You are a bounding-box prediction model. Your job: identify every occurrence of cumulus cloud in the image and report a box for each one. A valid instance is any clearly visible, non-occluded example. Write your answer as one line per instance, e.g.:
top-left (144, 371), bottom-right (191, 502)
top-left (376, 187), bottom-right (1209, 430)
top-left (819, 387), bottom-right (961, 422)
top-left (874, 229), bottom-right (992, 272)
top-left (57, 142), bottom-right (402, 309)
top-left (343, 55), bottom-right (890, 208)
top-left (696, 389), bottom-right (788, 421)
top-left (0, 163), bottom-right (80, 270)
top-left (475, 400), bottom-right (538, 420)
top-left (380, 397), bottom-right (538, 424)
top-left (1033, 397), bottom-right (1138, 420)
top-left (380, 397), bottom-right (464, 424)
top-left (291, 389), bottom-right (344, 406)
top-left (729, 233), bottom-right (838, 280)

• **Given instruction**: Print every line of the entries above again, character for character, without changing anything.

• **Solution for this task**:
You are a bounding-box prediction model. Your job: identify every occurrence of cumulus cloud in the image and report a box for each one. A valid instance is any clearly visible, non-occluded example. Write your answer as one line per instance, e.g.:
top-left (144, 371), bottom-right (191, 502)
top-left (376, 187), bottom-right (1209, 430)
top-left (819, 387), bottom-right (961, 422)
top-left (874, 229), bottom-right (992, 272)
top-left (57, 142), bottom-right (402, 309)
top-left (343, 55), bottom-right (890, 208)
top-left (696, 389), bottom-right (788, 421)
top-left (0, 163), bottom-right (80, 270)
top-left (475, 400), bottom-right (538, 420)
top-left (380, 397), bottom-right (538, 424)
top-left (1033, 397), bottom-right (1138, 420)
top-left (380, 397), bottom-right (464, 424)
top-left (291, 389), bottom-right (344, 406)
top-left (729, 233), bottom-right (838, 280)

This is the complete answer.